- REQUIRED WORK: Your answer should be only the lines below from the one with "Target: dark brown snake" to the one with "Target: burlap basket", repeated exactly, ends included.
[SOURCE MATERIAL Boundary: Start]
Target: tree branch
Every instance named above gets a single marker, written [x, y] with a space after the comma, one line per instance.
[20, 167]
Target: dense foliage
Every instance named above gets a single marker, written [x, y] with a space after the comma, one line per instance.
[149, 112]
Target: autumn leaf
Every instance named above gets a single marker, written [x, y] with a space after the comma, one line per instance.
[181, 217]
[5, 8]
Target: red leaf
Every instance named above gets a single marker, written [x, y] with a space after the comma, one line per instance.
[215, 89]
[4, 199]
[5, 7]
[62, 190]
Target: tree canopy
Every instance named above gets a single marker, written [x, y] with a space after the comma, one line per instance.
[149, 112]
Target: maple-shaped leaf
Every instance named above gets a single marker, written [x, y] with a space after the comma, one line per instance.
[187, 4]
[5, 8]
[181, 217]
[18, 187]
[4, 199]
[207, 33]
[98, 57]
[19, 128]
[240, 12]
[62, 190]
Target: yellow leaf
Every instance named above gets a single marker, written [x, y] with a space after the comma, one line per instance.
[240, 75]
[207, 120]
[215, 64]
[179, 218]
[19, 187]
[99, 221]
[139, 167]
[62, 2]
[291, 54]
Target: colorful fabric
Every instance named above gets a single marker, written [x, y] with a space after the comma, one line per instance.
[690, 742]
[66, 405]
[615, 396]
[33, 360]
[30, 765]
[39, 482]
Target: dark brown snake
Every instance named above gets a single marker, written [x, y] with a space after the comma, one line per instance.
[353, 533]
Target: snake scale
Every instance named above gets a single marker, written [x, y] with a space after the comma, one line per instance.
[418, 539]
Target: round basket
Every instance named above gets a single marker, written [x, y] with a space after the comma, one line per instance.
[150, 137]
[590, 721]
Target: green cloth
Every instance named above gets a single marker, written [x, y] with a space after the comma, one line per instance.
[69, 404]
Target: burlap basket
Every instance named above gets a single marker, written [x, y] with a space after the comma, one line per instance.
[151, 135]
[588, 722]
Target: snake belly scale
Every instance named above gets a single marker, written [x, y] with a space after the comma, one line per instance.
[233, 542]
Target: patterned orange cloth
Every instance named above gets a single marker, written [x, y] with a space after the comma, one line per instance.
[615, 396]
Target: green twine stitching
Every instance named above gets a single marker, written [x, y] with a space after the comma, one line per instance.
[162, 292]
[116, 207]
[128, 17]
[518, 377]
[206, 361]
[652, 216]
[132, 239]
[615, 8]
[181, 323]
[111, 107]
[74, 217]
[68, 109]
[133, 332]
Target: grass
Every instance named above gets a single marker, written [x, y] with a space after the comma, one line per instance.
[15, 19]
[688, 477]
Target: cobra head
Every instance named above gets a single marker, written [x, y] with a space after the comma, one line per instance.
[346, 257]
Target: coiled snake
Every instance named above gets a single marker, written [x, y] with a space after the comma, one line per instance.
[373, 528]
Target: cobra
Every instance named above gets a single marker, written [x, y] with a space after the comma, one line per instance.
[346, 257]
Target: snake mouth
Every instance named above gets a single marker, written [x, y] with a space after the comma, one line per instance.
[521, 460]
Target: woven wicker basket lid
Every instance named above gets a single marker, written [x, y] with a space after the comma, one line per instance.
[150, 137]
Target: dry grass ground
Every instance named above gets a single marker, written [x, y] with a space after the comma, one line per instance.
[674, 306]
[SOURCE MATERIAL Boundary: End]
- ANSWER SPACE:
Target: dark brown snake
Every instance named above gets a single marker, written [x, y] with a space after the comma, one line per instance.
[353, 533]
Target: snake scale
Every instance named above gets a single marker, written [x, y] with a space after the comma, one line per instance.
[418, 539]
Target: round basket
Every instance named above gets a single marker, written [x, y] with a space after the comma, one line per instance.
[150, 137]
[590, 721]
Target: green cloth
Every instance named above gets a single marker, written [x, y] with a space after the comma, one line per instance.
[69, 404]
Target: burlap basket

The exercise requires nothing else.